_Extrait fourni_
À l’occasion d’une conférence qu’elle donnait sur le futur de l’alimentation en janvier 2019, nous avons échangé longuement avec Lucie Basch au sujet de nos habitudes de consommation. La fondatrice et DG France de Too Good To Go – communauté qui lutte contre le gaspillage alimentaire – nous confie ses impressions sur le système alimentaire d’aujourd’hui… mais aussi celui de demain.
Les Horizons : Lucie Basch, quel constat fais-tu aujourd’hui sur notre système alimentaire ?
Lucie Basch : Aujourd’hui pour moi il y a deux systèmes alimentaires. Il y a un système traditionnel qui correspond à celui de l’ancien monde. Et puis le système alimentaire nouveau qui est en train d’émerger. Ce sont deux modèles que je connais bien. J’ai commencé ma carrière dans les usines de production du groupe Nestlé. Là-bas, je me suis rendue compte d’à quel point on était archaïque dans la façon de produire notre alimentation.
Aujourd’hui, on est dans un système qui produit de la nourriture en masse sans prendre en compte des critères de santé et d’environnement. Le gaspillage alimentaire, par exemple, fait complètement partie du process de production. Quand on conçoit les aliments, il y en a une partie qui est destinée à être vendue et l’autre qui part directement à la poubelle. Dans celle qui est vendue, il y en a encore une partie qui va être jetée. À la fin, on se retrouve à jeter 1/3 de ce qu’on produit. Ça n’a juste aucun sens.
Donc il faut redonner du sens à notre alimentation. C’est possible désormais notamment grâce à la technologie. Elle donne ce pouvoir de connecter les gens n’importe où et n’importe quand. Avec Too Good To Go, on connecte le commerçant de quartier et le citoyen. L’un à besoin de jeter de la nourriture, l’autre d’en acheter. Notre action c’est du gagnant-gagnant et c’est bon pour la planète. Alors, soudainement on redonne du sens. Le système alimentaire dans sa globalité doit aujourd’hui se réinventer pour redonner du sens et nous reconnecter avec la santé et l’environnement.
Quelles sont les étapes essentielles pour réussir ce changement de modèle ?
Il y a une étape qui est entrain de s’opérer actuellement, c’est la prise de conscience du problème. On le voit, il y a des initiatives qui pullulent de partout. Les consommateurs demandent plus de local. Le bio a explosé. Les consommateurs se posent des questions sur les pesticides, la qualité et la traçabilité de leur alimentation. Cette prise de conscience, c’est la première étape. Ensuite il y a la prise de conscience des solutions. Et enfin, la prise de conscience du pouvoir et de l’impact que chacun d’entre nous peut avoir là dedans. Les gens doivent comprendre que c’est aussi en leur pouvoir de faire changer les choses.
Une fois qu’on a ça, on arrive à créer un mouvement qui incite les industriels et gouvernements à passer à l’action. C’est un peu ce qu’on propose avec Too Good To Go. Connecter les citoyens avec leurs commerçants. Créer une communauté engagée qui pourra se positionner comme une autorité de lutte contre le gaspillage alimentaire.

_Liste des tâches_
- a) Dupliquez fidèlement le passage de l'entretien avec Lucie Basch qui va de « Donc il faut » jusqu'à « santé et l’environnement. » inclus.
- b) Dans l'entretien avec Lucie Basch, relevez toutes les prises de conscience qu'elle présente comme étapes du changement de modèle, dans l'ordre où elle les cite.
Le listing n'a aucun rapport avec l'entretien.

_Informations fournies_
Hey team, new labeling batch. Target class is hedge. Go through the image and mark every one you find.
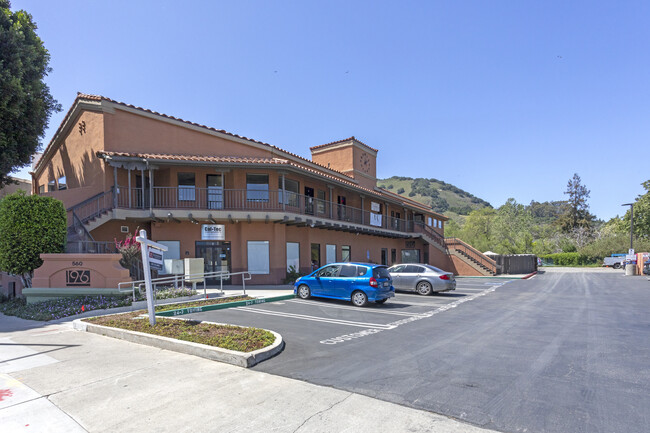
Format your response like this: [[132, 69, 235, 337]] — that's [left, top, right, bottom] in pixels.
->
[[539, 253, 598, 266]]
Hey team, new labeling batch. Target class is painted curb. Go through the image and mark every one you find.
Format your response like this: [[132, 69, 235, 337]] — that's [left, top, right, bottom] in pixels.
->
[[456, 275, 522, 280], [156, 294, 296, 317], [72, 318, 284, 368]]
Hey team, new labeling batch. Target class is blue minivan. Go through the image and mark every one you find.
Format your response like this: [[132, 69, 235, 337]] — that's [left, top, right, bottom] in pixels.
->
[[293, 262, 395, 307]]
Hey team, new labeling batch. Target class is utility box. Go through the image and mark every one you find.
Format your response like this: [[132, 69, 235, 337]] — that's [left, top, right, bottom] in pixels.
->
[[184, 257, 205, 283], [164, 259, 184, 275]]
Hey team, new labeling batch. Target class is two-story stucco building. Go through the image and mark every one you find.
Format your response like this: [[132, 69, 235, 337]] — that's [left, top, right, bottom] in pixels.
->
[[32, 94, 494, 284]]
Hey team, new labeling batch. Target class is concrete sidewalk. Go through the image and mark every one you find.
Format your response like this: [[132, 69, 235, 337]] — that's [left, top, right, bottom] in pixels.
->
[[0, 308, 490, 433]]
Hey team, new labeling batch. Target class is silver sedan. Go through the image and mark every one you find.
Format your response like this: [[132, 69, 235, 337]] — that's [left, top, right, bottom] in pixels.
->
[[388, 263, 456, 295]]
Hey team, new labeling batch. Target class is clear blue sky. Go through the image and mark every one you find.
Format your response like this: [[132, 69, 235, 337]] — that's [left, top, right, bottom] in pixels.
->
[[12, 0, 650, 220]]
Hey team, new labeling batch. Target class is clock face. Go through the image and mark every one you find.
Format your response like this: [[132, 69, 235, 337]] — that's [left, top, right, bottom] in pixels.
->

_Réponses fournies_
- a)
Donc il faut redonner du sens à notre alimentation. C’est possible désormais notamment grâce à la technologie. Elle donne ce pouvoir de connecter les gens n’importe où et n’importe quand. Avec Too Good To Go, on connecte le commerçant de quartier et le citoyen. L’un à besoin de jeter de la nourriture, l’autre d’en acheter. Notre action c’est du gagnant-gagnant et c’est bon pour la planète. Alors, soudainement on redonne du sens. Le système alimentaire dans sa globalité doit aujourd’hui se réinventer pour redonner du sens et nous reconnecter avec la santé et l’environnement.

- b)
1. La prise de conscience du problème
2. La prise de conscience des solutions
3. La prise de conscience du pouvoir et de l'impact que chacun peut avoir